● REQUIREMENT: Format the lines below, from the line containing "notation: point(642, 535)." up to and including the line containing "point(1017, 158)", as a Markdown table with the columns Row and Content. Number each line and omit blank lines.

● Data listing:
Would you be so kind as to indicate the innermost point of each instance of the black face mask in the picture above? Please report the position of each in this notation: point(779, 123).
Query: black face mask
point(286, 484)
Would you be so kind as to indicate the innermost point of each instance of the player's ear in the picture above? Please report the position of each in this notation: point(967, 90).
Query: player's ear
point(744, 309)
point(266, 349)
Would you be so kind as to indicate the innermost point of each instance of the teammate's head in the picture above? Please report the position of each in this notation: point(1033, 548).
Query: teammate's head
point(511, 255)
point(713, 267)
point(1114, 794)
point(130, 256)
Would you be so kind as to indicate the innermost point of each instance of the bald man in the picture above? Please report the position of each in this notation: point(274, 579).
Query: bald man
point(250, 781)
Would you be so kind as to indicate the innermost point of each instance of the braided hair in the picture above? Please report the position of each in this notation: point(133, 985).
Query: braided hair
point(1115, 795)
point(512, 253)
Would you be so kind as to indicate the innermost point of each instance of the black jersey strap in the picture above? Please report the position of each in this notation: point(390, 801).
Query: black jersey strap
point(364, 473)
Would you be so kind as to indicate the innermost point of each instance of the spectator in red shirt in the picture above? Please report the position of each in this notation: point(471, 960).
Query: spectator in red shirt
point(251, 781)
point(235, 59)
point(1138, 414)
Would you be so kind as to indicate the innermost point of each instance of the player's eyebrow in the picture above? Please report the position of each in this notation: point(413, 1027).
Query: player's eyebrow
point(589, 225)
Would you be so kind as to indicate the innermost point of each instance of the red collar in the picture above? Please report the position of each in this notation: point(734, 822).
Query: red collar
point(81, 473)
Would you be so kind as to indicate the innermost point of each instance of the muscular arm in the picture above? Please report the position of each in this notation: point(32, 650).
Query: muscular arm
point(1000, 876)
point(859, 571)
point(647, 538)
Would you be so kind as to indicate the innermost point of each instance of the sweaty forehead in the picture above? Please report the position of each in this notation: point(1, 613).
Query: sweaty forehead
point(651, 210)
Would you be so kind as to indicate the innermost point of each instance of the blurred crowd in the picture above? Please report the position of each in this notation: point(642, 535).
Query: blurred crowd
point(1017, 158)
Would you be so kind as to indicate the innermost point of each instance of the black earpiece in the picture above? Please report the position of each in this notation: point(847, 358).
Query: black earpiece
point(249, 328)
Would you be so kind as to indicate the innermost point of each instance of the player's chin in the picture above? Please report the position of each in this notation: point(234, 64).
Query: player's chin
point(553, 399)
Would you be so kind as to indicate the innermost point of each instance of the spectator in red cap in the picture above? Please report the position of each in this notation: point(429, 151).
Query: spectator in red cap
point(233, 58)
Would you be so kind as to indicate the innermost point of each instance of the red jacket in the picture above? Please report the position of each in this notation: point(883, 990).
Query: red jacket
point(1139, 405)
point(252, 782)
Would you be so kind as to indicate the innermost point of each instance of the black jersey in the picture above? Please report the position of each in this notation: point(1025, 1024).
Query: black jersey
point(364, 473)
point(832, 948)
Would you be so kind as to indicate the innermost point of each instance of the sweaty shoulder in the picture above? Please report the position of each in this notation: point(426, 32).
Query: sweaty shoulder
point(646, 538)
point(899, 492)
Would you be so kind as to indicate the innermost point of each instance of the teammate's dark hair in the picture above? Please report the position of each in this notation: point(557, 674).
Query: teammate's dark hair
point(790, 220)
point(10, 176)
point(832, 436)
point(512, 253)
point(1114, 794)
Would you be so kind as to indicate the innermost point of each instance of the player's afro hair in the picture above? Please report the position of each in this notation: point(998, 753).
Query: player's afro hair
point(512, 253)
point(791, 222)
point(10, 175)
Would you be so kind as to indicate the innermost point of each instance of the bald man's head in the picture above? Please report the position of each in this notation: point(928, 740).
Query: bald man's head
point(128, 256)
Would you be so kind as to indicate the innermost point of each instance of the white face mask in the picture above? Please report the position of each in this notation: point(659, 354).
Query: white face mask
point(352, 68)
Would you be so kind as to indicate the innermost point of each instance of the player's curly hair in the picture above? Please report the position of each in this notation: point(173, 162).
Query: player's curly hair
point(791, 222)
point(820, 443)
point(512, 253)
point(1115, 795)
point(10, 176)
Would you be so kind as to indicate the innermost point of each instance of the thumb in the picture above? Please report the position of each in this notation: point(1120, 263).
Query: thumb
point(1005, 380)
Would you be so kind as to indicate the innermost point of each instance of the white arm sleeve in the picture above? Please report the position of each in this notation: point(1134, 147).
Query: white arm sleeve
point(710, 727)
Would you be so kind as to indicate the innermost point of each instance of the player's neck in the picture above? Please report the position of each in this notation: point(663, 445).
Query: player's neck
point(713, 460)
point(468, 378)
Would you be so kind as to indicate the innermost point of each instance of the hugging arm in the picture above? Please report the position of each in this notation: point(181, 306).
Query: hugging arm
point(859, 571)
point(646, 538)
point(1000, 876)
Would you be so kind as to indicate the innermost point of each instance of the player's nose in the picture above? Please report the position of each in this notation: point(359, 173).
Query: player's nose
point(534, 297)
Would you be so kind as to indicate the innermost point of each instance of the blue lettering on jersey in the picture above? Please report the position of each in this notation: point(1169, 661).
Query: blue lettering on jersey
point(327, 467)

* * *

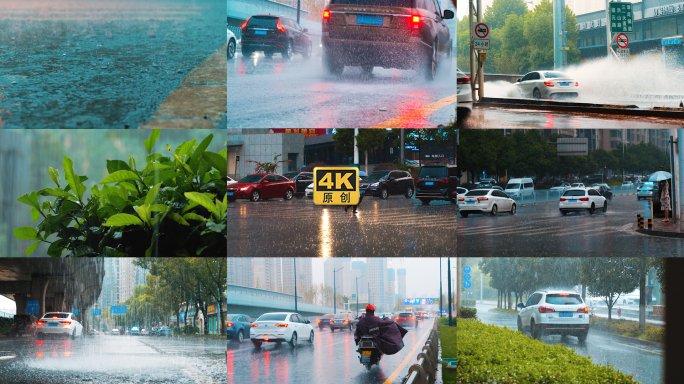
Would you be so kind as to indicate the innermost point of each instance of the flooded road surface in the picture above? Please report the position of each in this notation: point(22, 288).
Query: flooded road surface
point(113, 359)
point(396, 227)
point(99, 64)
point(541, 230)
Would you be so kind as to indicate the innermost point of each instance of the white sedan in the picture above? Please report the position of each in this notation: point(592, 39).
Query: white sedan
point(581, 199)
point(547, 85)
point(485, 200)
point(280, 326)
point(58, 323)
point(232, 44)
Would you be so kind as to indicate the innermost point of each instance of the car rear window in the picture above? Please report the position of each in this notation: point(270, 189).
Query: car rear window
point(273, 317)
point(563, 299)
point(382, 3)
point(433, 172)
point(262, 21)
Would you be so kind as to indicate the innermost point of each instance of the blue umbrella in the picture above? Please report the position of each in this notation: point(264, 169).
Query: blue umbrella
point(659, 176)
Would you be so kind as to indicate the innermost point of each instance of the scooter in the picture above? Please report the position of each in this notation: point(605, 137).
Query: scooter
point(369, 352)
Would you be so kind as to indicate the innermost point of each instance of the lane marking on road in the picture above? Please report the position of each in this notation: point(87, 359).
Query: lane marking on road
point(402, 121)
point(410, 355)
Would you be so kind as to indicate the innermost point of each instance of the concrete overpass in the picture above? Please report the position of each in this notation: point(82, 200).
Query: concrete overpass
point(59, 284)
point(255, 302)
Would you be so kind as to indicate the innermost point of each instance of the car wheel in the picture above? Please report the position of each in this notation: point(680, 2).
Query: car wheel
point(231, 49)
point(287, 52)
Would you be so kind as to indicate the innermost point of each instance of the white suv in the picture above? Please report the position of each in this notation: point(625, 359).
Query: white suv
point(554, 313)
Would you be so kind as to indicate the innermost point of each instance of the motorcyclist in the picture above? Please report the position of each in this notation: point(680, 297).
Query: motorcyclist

● REPLY:
| Row | Content |
|---|---|
| 1 | Would you be so kind as to indicate the innermost point of each instance of the blurred crowd in the picture above? Please report the position of each in this notation: point(642, 535). |
| 2 | Query: blurred crowd |
| 3 | point(1017, 158) |